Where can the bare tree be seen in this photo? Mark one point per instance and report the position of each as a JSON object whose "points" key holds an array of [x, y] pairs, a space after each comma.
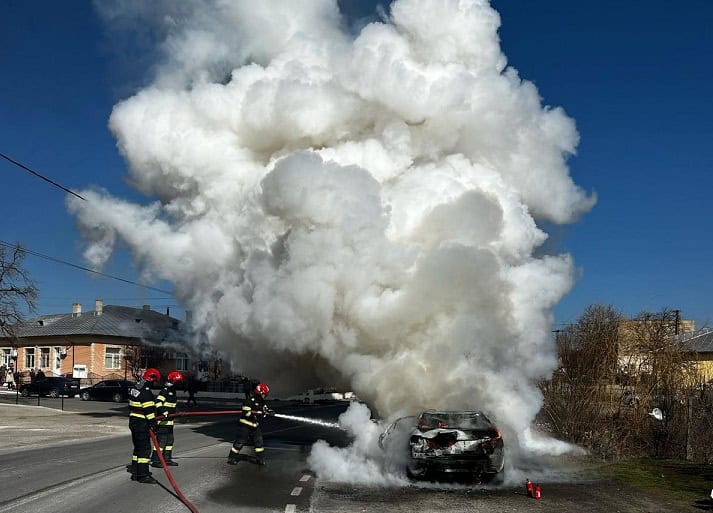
{"points": [[17, 290], [577, 397]]}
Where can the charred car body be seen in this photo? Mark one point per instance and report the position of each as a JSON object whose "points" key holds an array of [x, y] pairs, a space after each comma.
{"points": [[449, 442]]}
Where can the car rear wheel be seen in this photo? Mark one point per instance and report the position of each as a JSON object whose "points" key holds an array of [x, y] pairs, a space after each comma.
{"points": [[497, 478], [415, 473]]}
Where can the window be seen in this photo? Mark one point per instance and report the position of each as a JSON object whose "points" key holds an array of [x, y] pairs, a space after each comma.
{"points": [[58, 357], [44, 357], [112, 358], [29, 357], [181, 361]]}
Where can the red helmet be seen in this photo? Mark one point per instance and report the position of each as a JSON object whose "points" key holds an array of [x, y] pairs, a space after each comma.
{"points": [[262, 389], [152, 375], [174, 377]]}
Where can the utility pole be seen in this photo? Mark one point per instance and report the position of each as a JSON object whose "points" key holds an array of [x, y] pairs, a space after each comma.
{"points": [[678, 320]]}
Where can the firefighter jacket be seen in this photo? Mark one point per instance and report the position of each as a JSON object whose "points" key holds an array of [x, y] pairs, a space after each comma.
{"points": [[141, 402], [166, 405], [254, 410]]}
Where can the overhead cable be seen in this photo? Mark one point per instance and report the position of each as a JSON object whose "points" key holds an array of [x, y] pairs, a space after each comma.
{"points": [[70, 264], [38, 175]]}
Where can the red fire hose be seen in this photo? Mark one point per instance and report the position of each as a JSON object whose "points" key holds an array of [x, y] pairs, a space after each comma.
{"points": [[157, 446], [169, 476]]}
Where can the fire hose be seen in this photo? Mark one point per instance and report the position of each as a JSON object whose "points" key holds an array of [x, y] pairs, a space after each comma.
{"points": [[157, 446], [182, 497]]}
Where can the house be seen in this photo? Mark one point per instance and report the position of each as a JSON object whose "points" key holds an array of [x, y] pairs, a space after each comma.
{"points": [[698, 345], [641, 338], [109, 342]]}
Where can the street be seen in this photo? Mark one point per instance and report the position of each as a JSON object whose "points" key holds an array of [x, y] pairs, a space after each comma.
{"points": [[86, 473]]}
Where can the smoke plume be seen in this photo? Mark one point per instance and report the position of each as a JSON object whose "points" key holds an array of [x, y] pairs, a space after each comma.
{"points": [[359, 209]]}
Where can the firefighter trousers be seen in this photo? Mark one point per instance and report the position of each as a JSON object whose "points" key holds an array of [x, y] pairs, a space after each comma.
{"points": [[247, 435], [164, 434], [142, 446]]}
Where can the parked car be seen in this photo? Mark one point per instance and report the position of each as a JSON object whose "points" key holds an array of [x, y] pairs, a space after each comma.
{"points": [[438, 442], [116, 390], [322, 394], [53, 387]]}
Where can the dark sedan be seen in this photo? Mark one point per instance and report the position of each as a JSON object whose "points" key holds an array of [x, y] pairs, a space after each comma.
{"points": [[53, 387], [449, 442], [116, 390]]}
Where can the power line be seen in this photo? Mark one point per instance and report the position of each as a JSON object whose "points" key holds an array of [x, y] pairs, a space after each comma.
{"points": [[70, 264], [38, 175]]}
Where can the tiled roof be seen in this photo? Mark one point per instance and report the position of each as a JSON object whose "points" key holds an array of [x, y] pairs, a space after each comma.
{"points": [[700, 341], [114, 321]]}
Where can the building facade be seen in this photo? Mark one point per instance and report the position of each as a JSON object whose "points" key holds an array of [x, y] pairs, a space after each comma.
{"points": [[108, 342]]}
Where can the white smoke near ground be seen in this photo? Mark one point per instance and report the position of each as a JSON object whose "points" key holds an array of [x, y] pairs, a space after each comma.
{"points": [[349, 209]]}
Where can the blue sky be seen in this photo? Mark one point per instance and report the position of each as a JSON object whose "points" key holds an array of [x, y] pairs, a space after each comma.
{"points": [[636, 77]]}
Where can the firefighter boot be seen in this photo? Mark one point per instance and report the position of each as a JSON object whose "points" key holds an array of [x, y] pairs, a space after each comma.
{"points": [[233, 456], [167, 455], [145, 479]]}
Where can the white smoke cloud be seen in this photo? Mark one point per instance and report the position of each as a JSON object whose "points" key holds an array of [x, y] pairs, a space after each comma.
{"points": [[360, 208]]}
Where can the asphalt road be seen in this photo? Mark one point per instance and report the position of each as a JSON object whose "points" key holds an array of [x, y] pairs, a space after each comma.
{"points": [[75, 463], [89, 475]]}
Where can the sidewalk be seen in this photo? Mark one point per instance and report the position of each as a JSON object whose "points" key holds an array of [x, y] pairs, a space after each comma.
{"points": [[28, 426]]}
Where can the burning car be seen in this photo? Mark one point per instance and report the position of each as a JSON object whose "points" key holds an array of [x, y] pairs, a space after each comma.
{"points": [[449, 442]]}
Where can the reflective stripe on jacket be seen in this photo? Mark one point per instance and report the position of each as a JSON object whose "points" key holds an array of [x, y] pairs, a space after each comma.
{"points": [[166, 405], [141, 402]]}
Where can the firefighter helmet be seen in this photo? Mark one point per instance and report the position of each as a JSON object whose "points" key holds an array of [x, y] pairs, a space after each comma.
{"points": [[262, 389], [174, 377], [152, 375]]}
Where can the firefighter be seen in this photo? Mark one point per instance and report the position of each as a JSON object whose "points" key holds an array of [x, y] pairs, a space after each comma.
{"points": [[165, 406], [142, 418], [249, 432]]}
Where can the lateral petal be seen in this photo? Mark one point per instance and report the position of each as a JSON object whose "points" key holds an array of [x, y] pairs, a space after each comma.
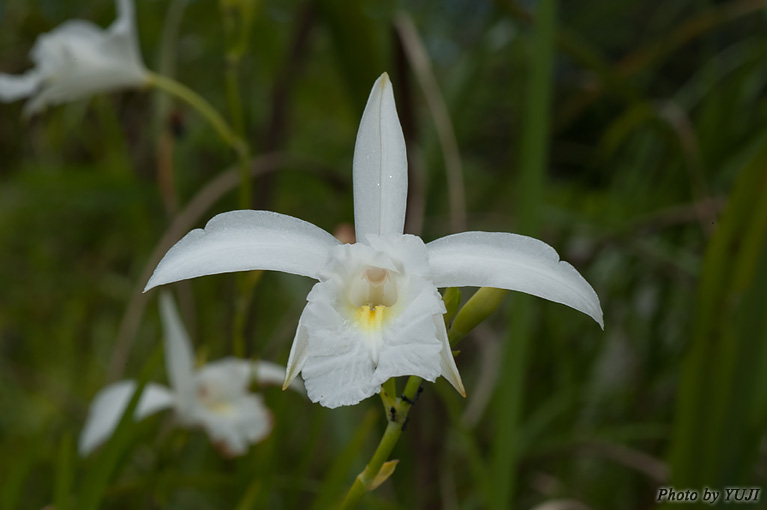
{"points": [[266, 372], [244, 420], [513, 262], [109, 405], [298, 353], [179, 358], [243, 241], [15, 87], [380, 166], [447, 361]]}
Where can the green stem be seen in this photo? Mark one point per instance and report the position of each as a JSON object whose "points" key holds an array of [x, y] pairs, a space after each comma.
{"points": [[365, 480], [205, 109]]}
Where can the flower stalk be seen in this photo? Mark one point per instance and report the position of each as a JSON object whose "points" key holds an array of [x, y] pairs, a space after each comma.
{"points": [[378, 469]]}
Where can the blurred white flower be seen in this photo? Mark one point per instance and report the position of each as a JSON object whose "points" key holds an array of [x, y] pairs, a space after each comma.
{"points": [[376, 312], [215, 397], [78, 59]]}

----------

PROBLEM TO WORK ON: In your copy of the entries above, keep the text exact and leave out the pictures.

YOUR SOLUTION:
Where can the bare tree be seen in this photo? Mark one point per instance and report the position of each as a JSON object whose "points" key holds an array of [x, y] pairs, a space after each comma.
{"points": [[17, 290], [577, 397]]}
Where can the charred car body be seen in this photo? Mark one point per instance and report the position of each as a JSON object whose "points" key holds an array of [x, y] pairs, a space after each comma.
{"points": [[449, 442]]}
Where can the car rear wheel be seen in this photo? Mark one point per instance and report the position of each as a JSON object whose "points" key holds an array of [x, y] pairs, a space after each comma.
{"points": [[497, 478], [415, 473]]}
Where can the window be seen in this photo? Mark one point per instance and report the position of each as a JSON object whose "points" key holds an array of [x, y] pairs, a space after each comma.
{"points": [[58, 357], [44, 357], [112, 358], [29, 357], [181, 361]]}
Where can the red helmet be seen in this photo? Mark one point per instance and report the position of each as a JSON object whose "points" key holds an array of [x, y] pairs, a space after each comma.
{"points": [[262, 389], [152, 375], [174, 377]]}
Where can the utility pole be seen in this photo? Mark one point per instance and report the position of each as a JSON object whose "points" key holds an array of [x, y] pairs, a space after each comma.
{"points": [[678, 320]]}
Where can the firefighter jacket be seen in this photo? Mark one point per instance and report the position of each as a JSON object whose "points" key holds an array of [x, y] pairs, a space after each comma.
{"points": [[141, 402], [166, 405], [254, 410]]}
Where can the overhead cable be seen in this photo? Mark one point per instance and report the position of each as a JSON object whose "points" key holds an array of [x, y] pairs, a space after each comma.
{"points": [[70, 264], [38, 175]]}
Where can the red fire hose be seen in this photo? Mark one point per instance and report the position of each as a JSON object whose "points" key holds an array of [x, y] pairs, a space after each comma.
{"points": [[157, 446], [169, 476]]}
Where can the fire hose be seen in this photo? Mark one point per instance and report the position of each as a JSON object whose "points" key holds an array of [x, y] pairs, a space after each comma.
{"points": [[157, 446], [182, 497]]}
Where can the house be seen in this photo? Mark one point per instance and report the position of each as a JSON object whose "points" key holds an array of [x, y] pairs, a space after each comma.
{"points": [[698, 345], [641, 338], [109, 342]]}
Where can the street be seen in this photo? Mark one point per instance and report the position of each as a JSON object whose "points" key holds an array of [x, y] pairs, a space after each comma.
{"points": [[86, 473]]}
Where can the smoke plume be seen in this photo? Mark one point per instance and report the position of each as a JSON object whose "points" key holds an array of [x, y] pairs, a space after each comma.
{"points": [[359, 209]]}
Where can the firefighter trousers be seen in this photo? Mark one point per instance and report the position of each as a JSON object whose "points" key holds an array of [x, y] pairs, a space after each comma.
{"points": [[247, 435], [164, 434], [142, 446]]}
Where can the parked car be seen in this photo? Mark one point per instance and report the position of each as a JSON object whose "points" key holds an array of [x, y] pairs, a space after each comma.
{"points": [[438, 442], [116, 390], [322, 394], [53, 387]]}
Where can the dark sedan be seen in this photo? Mark one point per instance and report the position of each as a JSON object whose "points" key holds an array of [x, y] pairs, a space after each comma.
{"points": [[53, 387], [449, 442], [116, 390]]}
Where can the power line be seen in this photo? Mark one point per instance and report the position of each as a JSON object whose "points" key holds an array of [x, y] pairs, a space after each comma.
{"points": [[70, 264], [38, 175]]}
Where can the tiled roof be seen in this photo? Mark one point per instance and report the position of each as a JSON object whose "points" key holds an array of [x, y] pairs, a space after each comma.
{"points": [[700, 341], [114, 321]]}
Where can the building facade be seen in this photo? Mark one point per instance and report the position of each as a JSON object whose "points" key holds an array of [x, y] pairs, a space after each comma.
{"points": [[108, 342]]}
Where can the white smoke near ground be seen in this photo? Mark one point per instance and report the position of each as a JSON object whose "points" key holds an array of [x, y] pairs, a space after each comma.
{"points": [[349, 209]]}
Where can the blue sky be seen in this photo? Mark one point per instance and report the position of each as a JSON object whose "points" key holds an array of [x, y] pairs, a space after each comma.
{"points": [[636, 77]]}
Where can the firefighter boot be seen in this photo? Mark one point per instance and report the position of each as a JSON object whose "points" key holds an array of [x, y] pairs, a space after each comma.
{"points": [[233, 456], [167, 455], [145, 479]]}
Where can the white smoke cloud be seen in this photo? Mark one point per instance and report the position of each as a JSON object whose "points" key holds an array of [x, y] pairs, a space after each comma.
{"points": [[360, 208]]}
Where can the asphalt road be seen in this photo? Mark one point per instance and report the position of each as a JSON object whose "points" key holds an array of [x, y] pairs, a space after each comma.
{"points": [[75, 463], [89, 475]]}
Where can the sidewalk be seen in this photo? Mark one point per instance and report the position of each as a JSON object whose "points" key holds an array of [x, y] pairs, a space after each comma.
{"points": [[28, 426]]}
Where can the burning car be seen in this photo? Mark one point per instance and report the position of each as a JSON object whose "points" key holds an array of [x, y] pairs, a space after each comma.
{"points": [[449, 442]]}
Where can the reflective stripe on jacket be seen in this photo? Mark one point per instance and report the position of each as a JSON object whose "points" key holds an array of [x, y] pairs, a space after each comma.
{"points": [[166, 405], [141, 402]]}
Where can the firefighter helmet be seen in this photo? Mark one point per instance and report the position of each as a JSON object whose "points" key holds an array of [x, y] pairs, a space after each comma.
{"points": [[262, 389], [174, 377], [152, 375]]}
Where can the firefighter be seen in this photo? Mark one point per instance and report the position of each as a JSON object whose "points" key holds an array of [x, y] pairs, a space after each comma.
{"points": [[165, 406], [142, 418], [249, 432]]}
Where can the lateral petal be seen in this photo? Mark one point per instance and report the position of each as a JSON object whose "points" key holds an array of [x, y] pairs, a space after each comma.
{"points": [[266, 372], [244, 420], [513, 262], [109, 405], [298, 353], [179, 358], [243, 241], [15, 87], [380, 166], [447, 361]]}
Where can the green stem be seen in this photo? Mark one point per instance and report the position of each as a JSON object whose "points" key holds an array of [x, y] pairs, a space after each comma.
{"points": [[365, 480], [205, 109]]}
Where can the flower stalk be seen in this photo? Mark one point per instance and report the position of each as a JSON object whose "points" key holds an array of [x, y] pairs, a space after each comma.
{"points": [[378, 469]]}
Where can the blurred white flower be seen in this photo? Mark one point per instance and report the position of each as a JSON object whose "points" key holds an array of [x, y] pairs, a space after each comma.
{"points": [[376, 312], [215, 397], [78, 59]]}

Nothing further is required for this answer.